== Source data

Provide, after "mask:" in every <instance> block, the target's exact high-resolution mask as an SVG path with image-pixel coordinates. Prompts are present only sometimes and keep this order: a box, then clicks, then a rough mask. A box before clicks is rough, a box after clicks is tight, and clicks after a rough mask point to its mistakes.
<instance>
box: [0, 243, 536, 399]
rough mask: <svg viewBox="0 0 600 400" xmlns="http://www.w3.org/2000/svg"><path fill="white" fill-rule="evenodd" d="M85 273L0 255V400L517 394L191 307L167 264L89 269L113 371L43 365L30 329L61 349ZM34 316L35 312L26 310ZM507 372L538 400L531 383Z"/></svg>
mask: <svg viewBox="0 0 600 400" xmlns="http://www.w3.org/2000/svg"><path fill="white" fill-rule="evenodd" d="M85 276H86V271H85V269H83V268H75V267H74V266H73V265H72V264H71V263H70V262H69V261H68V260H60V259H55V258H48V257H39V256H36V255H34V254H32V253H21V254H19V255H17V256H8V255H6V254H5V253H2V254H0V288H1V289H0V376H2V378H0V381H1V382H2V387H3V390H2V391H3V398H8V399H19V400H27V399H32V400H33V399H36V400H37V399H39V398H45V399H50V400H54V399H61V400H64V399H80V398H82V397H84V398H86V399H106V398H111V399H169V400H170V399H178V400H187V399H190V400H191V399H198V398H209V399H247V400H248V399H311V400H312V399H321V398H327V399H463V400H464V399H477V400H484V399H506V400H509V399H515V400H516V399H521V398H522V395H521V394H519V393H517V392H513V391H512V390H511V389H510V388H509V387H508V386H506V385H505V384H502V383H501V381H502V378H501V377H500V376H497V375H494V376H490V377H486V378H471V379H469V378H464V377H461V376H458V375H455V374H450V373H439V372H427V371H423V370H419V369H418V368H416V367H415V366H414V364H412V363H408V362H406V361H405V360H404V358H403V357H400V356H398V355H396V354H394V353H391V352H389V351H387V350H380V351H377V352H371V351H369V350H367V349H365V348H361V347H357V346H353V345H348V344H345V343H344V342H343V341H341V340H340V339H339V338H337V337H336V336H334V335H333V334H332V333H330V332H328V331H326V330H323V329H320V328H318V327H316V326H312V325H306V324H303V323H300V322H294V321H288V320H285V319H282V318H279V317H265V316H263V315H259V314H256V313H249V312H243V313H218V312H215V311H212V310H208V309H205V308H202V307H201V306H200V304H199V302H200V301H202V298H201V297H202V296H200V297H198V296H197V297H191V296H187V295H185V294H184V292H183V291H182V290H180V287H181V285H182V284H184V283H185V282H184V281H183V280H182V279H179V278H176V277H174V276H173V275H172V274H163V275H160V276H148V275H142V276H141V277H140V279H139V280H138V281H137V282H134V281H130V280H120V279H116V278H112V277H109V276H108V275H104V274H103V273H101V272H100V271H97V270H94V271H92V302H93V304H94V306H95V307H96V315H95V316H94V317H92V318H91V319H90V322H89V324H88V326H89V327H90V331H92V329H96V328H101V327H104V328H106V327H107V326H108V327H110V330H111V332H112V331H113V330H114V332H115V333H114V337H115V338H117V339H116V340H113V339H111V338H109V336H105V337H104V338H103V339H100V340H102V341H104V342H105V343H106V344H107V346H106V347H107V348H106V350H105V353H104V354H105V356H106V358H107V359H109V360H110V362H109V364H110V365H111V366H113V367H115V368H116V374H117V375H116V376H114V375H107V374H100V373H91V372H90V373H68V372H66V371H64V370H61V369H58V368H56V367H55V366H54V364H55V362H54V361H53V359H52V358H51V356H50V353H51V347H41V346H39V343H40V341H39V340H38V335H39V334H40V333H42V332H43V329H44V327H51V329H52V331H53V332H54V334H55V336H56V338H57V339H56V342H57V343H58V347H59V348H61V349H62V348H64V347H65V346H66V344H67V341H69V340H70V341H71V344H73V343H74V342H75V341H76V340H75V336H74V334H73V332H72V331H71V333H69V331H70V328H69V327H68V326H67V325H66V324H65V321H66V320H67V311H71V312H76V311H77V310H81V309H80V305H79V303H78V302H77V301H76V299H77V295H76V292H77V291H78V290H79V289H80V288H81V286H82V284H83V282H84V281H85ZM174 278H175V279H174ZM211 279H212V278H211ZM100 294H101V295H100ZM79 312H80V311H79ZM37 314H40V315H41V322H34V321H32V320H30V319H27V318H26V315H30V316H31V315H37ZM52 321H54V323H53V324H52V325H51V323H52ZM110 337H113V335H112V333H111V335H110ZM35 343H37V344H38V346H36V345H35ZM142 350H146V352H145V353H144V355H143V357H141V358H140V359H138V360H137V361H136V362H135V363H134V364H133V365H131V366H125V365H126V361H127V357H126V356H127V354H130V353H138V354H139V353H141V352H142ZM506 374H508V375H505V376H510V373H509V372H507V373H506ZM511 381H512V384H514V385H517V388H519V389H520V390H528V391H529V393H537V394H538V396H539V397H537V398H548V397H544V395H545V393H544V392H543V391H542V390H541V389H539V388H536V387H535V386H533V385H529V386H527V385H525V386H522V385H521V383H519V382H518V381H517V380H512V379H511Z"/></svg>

====

For every line above that has "instance" in it, copy the line.

Provide, after "mask:" in every <instance> block, the target's exact high-resolution mask as an SVG path with image-pixel coordinates. Prompts are present only sometimes and keep this order: a box, then clicks, then a rough mask. A box before clicks is rough, a box after clicks is tight, and clicks after a rough mask point to its mistakes.
<instance>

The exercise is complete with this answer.